- _Фрагмент текста_:
# # # # # # #
Директор является поставщиком социальных услуг и опекуном одновременно, он сам себя и контролирует – это порочный круг, конфликт интересов и фактически – удавка на шее подопечного.
Замкнутость системы и институциализация почти гарантирует нарушение прав подопечных, к ним относятся как к глупым детям, и пользуются принципом «меньше знаешь – лучше спишь». Просьба подопечного ознакомиться с собственным делом, медицинской карточкой, узнать свой диагноз и лекарство, которое назначил ему психиатр, будут проигнорированы. О лишении своей дееспособности, принятой без ведома подопечного, тот узнает только тогда, когда однажды ему перестанут поступать пенсионные средства.
# # # # # # #
- _Что требуется_: Выпишите дословно отрывок текста о правах подопечных: от слов «Директор является поставщиком» до слов «поступать пенсионные средства.» включительно. Приведённые далее данные взяты из другого источника.

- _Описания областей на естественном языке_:
# # # # # # #
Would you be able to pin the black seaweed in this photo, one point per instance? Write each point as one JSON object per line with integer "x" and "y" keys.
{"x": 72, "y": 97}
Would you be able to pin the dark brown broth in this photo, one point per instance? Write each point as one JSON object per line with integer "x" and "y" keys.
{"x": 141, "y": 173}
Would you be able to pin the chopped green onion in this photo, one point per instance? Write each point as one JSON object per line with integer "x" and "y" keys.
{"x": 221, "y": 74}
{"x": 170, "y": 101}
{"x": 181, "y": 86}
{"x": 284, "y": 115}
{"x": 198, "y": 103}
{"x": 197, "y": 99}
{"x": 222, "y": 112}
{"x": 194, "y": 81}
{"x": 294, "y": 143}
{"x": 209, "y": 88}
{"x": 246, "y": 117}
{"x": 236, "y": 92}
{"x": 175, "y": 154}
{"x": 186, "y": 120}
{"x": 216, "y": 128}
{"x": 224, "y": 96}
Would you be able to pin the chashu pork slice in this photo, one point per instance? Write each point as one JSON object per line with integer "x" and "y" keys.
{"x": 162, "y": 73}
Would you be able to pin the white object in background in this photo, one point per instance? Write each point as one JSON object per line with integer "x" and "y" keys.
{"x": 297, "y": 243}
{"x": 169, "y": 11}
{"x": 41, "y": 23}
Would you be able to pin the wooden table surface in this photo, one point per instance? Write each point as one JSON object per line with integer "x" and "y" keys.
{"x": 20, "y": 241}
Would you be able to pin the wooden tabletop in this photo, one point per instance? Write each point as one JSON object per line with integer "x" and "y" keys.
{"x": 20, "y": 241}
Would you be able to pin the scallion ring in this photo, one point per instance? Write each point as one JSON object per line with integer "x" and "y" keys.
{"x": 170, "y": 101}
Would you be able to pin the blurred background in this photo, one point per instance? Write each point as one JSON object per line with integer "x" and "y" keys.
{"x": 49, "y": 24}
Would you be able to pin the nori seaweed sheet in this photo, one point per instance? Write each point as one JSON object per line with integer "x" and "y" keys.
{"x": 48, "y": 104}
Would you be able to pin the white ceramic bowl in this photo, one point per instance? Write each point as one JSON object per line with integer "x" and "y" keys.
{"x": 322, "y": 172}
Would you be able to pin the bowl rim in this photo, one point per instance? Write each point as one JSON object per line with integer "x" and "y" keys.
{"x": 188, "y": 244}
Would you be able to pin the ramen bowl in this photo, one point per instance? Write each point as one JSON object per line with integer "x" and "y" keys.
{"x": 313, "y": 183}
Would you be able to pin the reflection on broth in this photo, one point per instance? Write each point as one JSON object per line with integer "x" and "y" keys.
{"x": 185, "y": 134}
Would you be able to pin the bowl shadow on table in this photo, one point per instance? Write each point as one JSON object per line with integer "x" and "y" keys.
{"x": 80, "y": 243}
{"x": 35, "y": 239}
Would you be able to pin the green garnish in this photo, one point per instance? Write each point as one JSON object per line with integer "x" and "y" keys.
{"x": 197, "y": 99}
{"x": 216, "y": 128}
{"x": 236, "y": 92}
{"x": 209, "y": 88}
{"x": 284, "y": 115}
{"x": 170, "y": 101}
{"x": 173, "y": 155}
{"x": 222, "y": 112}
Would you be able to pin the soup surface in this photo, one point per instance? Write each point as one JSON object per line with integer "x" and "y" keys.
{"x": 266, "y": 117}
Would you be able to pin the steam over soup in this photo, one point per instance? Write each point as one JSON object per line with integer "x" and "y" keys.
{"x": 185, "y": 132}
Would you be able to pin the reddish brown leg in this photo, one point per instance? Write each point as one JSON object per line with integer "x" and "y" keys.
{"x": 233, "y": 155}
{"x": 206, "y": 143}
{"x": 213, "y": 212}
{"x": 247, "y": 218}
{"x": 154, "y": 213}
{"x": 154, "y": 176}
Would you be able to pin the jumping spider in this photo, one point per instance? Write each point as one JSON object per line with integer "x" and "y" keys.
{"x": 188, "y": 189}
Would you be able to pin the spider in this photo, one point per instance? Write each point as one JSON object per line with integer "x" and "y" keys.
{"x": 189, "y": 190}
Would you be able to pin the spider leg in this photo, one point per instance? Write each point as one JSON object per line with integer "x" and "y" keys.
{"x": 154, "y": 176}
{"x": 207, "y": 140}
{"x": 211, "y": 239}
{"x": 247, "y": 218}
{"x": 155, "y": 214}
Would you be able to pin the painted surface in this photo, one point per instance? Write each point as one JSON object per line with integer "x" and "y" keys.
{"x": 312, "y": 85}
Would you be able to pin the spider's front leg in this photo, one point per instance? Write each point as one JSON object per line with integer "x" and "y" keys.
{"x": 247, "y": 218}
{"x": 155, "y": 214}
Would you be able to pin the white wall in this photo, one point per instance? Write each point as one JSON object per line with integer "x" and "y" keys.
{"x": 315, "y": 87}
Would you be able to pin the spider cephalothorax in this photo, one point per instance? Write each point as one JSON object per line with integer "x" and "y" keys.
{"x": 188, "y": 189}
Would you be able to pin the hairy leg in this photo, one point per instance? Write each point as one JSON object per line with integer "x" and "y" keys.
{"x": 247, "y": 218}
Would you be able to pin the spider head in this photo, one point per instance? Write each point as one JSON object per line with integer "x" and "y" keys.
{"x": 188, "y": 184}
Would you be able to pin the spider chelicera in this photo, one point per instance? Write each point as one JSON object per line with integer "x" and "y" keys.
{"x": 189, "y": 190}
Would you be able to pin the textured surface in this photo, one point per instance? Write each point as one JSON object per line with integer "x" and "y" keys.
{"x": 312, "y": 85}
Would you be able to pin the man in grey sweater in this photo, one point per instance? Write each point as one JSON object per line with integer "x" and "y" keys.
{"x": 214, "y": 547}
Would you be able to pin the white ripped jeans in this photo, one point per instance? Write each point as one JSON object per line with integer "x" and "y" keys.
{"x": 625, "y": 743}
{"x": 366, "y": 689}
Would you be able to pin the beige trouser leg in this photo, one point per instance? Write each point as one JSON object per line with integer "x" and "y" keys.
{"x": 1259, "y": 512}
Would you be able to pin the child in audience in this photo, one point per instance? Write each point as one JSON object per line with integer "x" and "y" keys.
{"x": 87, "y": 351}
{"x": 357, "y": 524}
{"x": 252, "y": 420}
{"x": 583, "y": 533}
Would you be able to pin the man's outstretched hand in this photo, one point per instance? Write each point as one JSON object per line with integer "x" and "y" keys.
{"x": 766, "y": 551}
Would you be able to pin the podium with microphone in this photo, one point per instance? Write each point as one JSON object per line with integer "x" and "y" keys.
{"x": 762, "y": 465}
# # # # # # #
- _Результат выполнения_:
Директор является поставщиком социальных услуг и опекуном одновременно, он сам себя и контролирует – это порочный круг, конфликт интересов и фактически – удавка на шее подопечного.
Замкнутость системы и институциализация почти гарантирует нарушение прав подопечных, к ним относятся как к глупым детям, и пользуются принципом «меньше знаешь – лучше спишь». Просьба подопечного ознакомиться с собственным делом, медицинской карточкой, узнать свой диагноз и лекарство, которое назначил ему психиатр, будут проигнорированы. О лишении своей дееспособности, принятой без ведома подопечного, тот узнает только тогда, когда однажды ему перестанут поступать пенсионные средства.